◆ Work request:
Please retype every entry as written, and keep the pictures out.

◆ Source information:

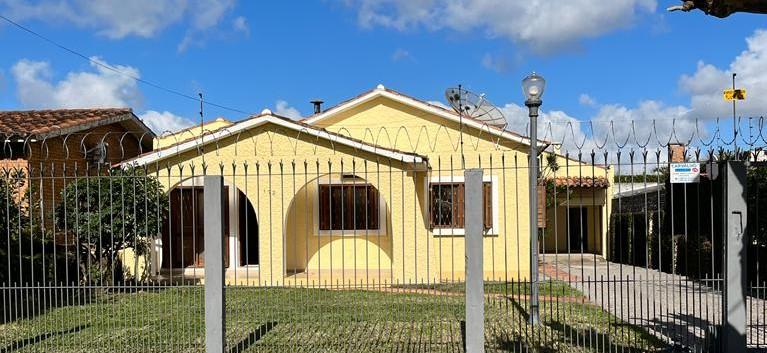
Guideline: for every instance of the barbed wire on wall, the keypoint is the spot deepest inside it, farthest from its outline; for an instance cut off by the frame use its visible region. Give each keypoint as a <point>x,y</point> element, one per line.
<point>604,138</point>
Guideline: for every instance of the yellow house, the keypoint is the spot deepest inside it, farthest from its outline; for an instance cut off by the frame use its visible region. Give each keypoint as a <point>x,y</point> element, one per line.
<point>367,192</point>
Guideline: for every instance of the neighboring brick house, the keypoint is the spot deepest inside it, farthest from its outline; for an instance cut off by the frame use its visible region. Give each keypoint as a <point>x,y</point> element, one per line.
<point>51,146</point>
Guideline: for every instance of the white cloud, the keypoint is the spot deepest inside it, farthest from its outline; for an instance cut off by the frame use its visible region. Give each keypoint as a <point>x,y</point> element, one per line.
<point>118,19</point>
<point>587,100</point>
<point>495,63</point>
<point>97,88</point>
<point>705,86</point>
<point>205,14</point>
<point>283,108</point>
<point>543,25</point>
<point>164,122</point>
<point>400,54</point>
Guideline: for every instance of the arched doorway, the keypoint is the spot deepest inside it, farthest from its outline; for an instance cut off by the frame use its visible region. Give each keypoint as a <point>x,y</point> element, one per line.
<point>183,235</point>
<point>337,224</point>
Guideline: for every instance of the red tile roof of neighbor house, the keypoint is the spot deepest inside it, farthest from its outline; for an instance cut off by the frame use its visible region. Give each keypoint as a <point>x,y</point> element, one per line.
<point>38,122</point>
<point>583,182</point>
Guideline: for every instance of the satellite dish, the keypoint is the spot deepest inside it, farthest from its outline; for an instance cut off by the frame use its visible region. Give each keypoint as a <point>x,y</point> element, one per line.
<point>475,106</point>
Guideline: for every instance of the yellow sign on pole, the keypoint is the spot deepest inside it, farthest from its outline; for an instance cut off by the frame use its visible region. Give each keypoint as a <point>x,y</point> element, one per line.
<point>734,94</point>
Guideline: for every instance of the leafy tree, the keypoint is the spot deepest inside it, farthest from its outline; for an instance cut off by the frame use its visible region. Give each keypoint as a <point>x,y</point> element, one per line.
<point>109,213</point>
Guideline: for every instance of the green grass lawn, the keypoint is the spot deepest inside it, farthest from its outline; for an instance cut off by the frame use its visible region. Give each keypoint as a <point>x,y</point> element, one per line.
<point>549,288</point>
<point>313,320</point>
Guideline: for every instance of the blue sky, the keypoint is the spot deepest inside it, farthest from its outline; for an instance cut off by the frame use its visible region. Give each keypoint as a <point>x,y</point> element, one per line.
<point>628,61</point>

◆ Exercise answer:
Guideline: for every instance of the barbed wire on wall, the keypoint is the spot deepest inside it, farthest from its outline; for an instance cut off by the frame use its visible region. Give each keypoint as a <point>x,y</point> element, one per line.
<point>604,138</point>
Guideline: for every instance of the yellow house, the keypoint is the spot deepest inside it, farthest from its outline; for an instance cut off by the frame use its visible region. Give each keypoint as a <point>x,y</point> element, one per line.
<point>367,192</point>
Guideline: for every instance of the neighboring brick house, the keypoint is the spot deepest inside it, farthest from its outline; for an instance cut off by the frame use its visible region. Give each keypoint as a <point>x,y</point> element, one per line.
<point>51,146</point>
Guideline: for every instance of the white cloud, the keypoint is the spot deepest inside it, farthest from its outline; for an instance cut off by the frame use its visible region. Give each keypoint as a <point>x,y</point> element, one per line.
<point>118,19</point>
<point>587,100</point>
<point>495,63</point>
<point>97,88</point>
<point>705,86</point>
<point>205,14</point>
<point>283,108</point>
<point>543,25</point>
<point>164,122</point>
<point>400,54</point>
Guideline: for every instance of the arched doorway, the keypoint is the spot deepest inside it, farthest from its outline; for an instance cut off by the frame use its visible region. Give each keypoint as a <point>x,y</point> element, one per line.
<point>183,235</point>
<point>337,224</point>
Guideline: for every instance of the red tile roof of neighbor house, the keypoint is the spot deepest inside it, farthest from its outline; for an instance cut off by the frame use its visible region. Give each keypoint as a <point>x,y</point> element, one per line.
<point>38,122</point>
<point>583,182</point>
Guideline: for every instance of the satellite dish, the keypoint is the spot deepest inside it, farthest from its outline; for an instance cut off by the frame use its visible region. Give each keypoint as a <point>x,y</point> element, one per line.
<point>475,106</point>
Guideline: for every instance of the yellow sign on pole, the keypoint is the spot deepest inside it, farthest from its outline; for an instance cut off by the frame use its visible region. Give each keypoint as a <point>x,y</point> element, one per line.
<point>734,94</point>
Guideline: for every instance of the leafy tree, the keypoint is the spot deepest inside it, farthest from its outline; for an instance cut off by the frame use its visible region. Give each keypoint as a <point>x,y</point> element, one per line.
<point>109,213</point>
Guideline: for every instance of the green grass lawn, the keypoint is the spot deepest inside it, farthest from its outline; for an instance cut off by the frame use its visible region. Give each keypoint as a <point>x,y</point> element, one per line.
<point>549,288</point>
<point>313,320</point>
Guideline: for every instance of the blue sky, the keypoint is the spot deepest inside it, farthest from its outline; for an instance cut off by the frame use its visible region. Give each keypoint as a <point>x,y</point> element, one per line.
<point>628,61</point>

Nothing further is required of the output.